Quante volte ci è capitato di provare la sensazione di conoscere le cose prima che accadano, o di sentirci stranamente connessi a qualcuno?
Oppure di fare sogni premonitori. Per non parlare di situazioni nelle quali stiamo per mandare un messaggio o telefonare a qualcuno e un attimo prima quel qualcuno ci contatta, come per magia? Forse tutto ciò non è del tutto casuale, anche se non è così facile capire il meccanismo. In fondo, molto prima che la fisica assurgesse a disciplina in grado di spiegare moltissimi fenomeni naturali, in un breve e asciutto testo filosofico scritto 18 secoli fa in India  e divenuto classico di riferimento della filosofia buddhista dall’impossibile titolo  Mulamadhyamakakarika, tradotto in seguito in vari modi, fra i quali I versi fondamentali del cammino di mezzo, Nagarjuna aveva espresso il suo pensiero, centrato sull’idea che nulla abbia esistenza in sé.

## Descrizione del problema
Secondo l'estratto del testo, su quale idea si basa il pensiero di Nagarjuna?

## Elenco fornito
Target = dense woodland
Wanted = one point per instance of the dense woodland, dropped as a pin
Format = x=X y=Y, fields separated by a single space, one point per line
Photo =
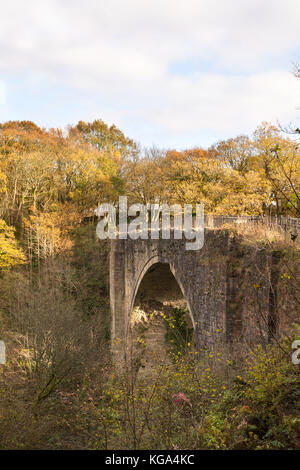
x=59 y=388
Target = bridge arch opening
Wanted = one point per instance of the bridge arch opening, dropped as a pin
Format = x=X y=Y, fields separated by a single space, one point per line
x=160 y=317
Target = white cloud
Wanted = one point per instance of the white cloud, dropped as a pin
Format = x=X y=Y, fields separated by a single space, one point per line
x=119 y=53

## Risultato
Sull'idea che nulla abbia esistenza in sé.